** Start of Provided text **

Let's look at an example of a horizontal slice from the first volume. This can be done by selecting one of the slices as follows:

In [None]:
first_volume = data[0, :, :, :]
print(first_volume.shape)

# Z=15 is halfway through the volume we have scanned
slice_horizontal = first_volume[15,:,:] 

# You can set the image origin [0,0] to be in the lower left corner
# by using origin='lower'
plt.figure()
im = plt.imshow(slice_horizontal, origin='lower',  interpolation='nearest', aspect='auto',
                 cmap='viridis', vmin=0, vmax=2000) 
_ = plt.colorbar(im)

plt.title('This is a horizontal slice!')

### Breakout session:
> - Plot other slices to see how the shape of the brain is different
> - Change the properties of the figure. Explore the keyword arguments for imshow, see what each does! (hints: show axes, change colormap, what about vmin and vmax values, set those)

Link to blog post about colormaps!

In [None]:
### STUDENT ANSWER


### Plotting function:
Here we will write a small helper function that takes a slice number as an input returns the data (2D array) of that slice.

In [None]:
def get_any_slice(volume, slice_number, dimension):
    """Given an integer and a 3D volume, this function returns the data of 
    that horizontal slice """ 
    if dimension == 0:
        img = volume[slice_number, :, :]
    elif dimension == 1:
        img = volume[:, slice_number, :]
    elif dimension == 2:
        img = volume[:, :, slice_number]
    return img

img = get_any_slice( first_volume, 40, 1)
print(img.shape)
_ = plt.imshow(img, origin = 'lower', interpolation='nearest', aspect='auto',
                cmap='viridis', vmin=0, vmax=2000)
_ = plt.axis('off')

** End of Provided text **

_The exercise_:
Carry on the brain-slice plotting tutorial from the point where it currently ends.

** Start of Given information **

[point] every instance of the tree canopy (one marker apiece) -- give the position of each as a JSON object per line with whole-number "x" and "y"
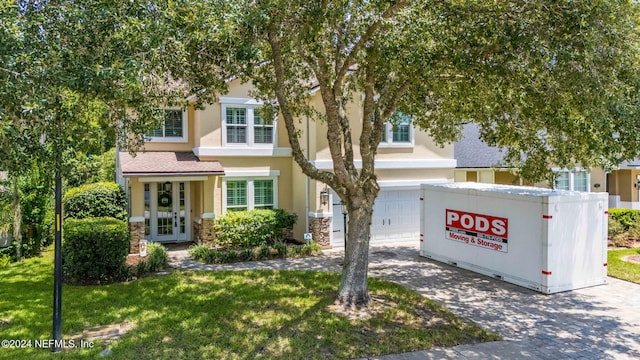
{"x": 555, "y": 83}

** End of Given information **

_Response_:
I can also make a function that produces the plot above, and uses the get_any_slice() function:

In [None]:
def plot_any_slice(volume, slice_number, dimension):
    img = get_any_slice( volume, slice_number, dimension)
    _ = plt.imshow(img, origin = 'lower', interpolation='nearest', aspect='equal',
                cmap='viridis', vmin=0, vmax=2000)
    _ = plt.axis('off')
    
plt.figure()
plot_any_slice(first_volume, 10, 0)
plt.title('horizontal slice');
plt.figure()
plot_any_slice(first_volume, 40, 1)
plt.title('coronal slice');
plt.figure()
plot_any_slice(first_volume, 40, 2)
plt.title('sagittal slice');

### Changing matplotlib default parameters

You can set the default colormap, default interpolation or many other parameters in `matplotlib.rcParams`.

For example to set all the colormaps in this `ipython` session to the colormap 'viridis' we can use the following line:
    * `matplotlib.rcParams['image.cmap'] = 'viridis'` # or whatever your favorite map is

In [None]:
import matplotlib
matplotlib.rcParams['image.cmap'] = 'viridis' # or whatever your favorite map is e.g. 'gray', 'hot'
matplotlib.rcParams['image.interpolation'] = 'nearest'
# matplotlib.rcParams['image.aspect'] = 'auto'

An alternative way to change a figure's properties is to create a dictionary of keywords that can be used as a  keyword argument to the `imshow` function.

This has the advantage of not setting the default parameters. Yet, we can easily change a number of parameters in the `imshow` function by just passing the keywords dictionary to the `imhsow` function. The following cell is demonstrating this:

In [None]:
im_kws = dict(origin = 'lower', aspect='auto', vmin=0, vmax=2000, cmap='hot') 

# Question: what is a python dictionary?

plt.imshow(first_volume[:,  30, :], **im_kws)
plt.colorbar()

### Modifying parameters

We can see above that we might want to give different settings to different plots. Let's improve our plotting function.

In [None]:
def plot_any_slice_v2(volume, slice_number, dimension):
    img = get_any_slice( volume, slice_number, dimension)
    _ = plt.imshow(img, origin = 'lower', interpolation='nearest', aspect='equal',
                cmap='viridis', vmin=0, vmax=2000)
    _ = plt.axis('off')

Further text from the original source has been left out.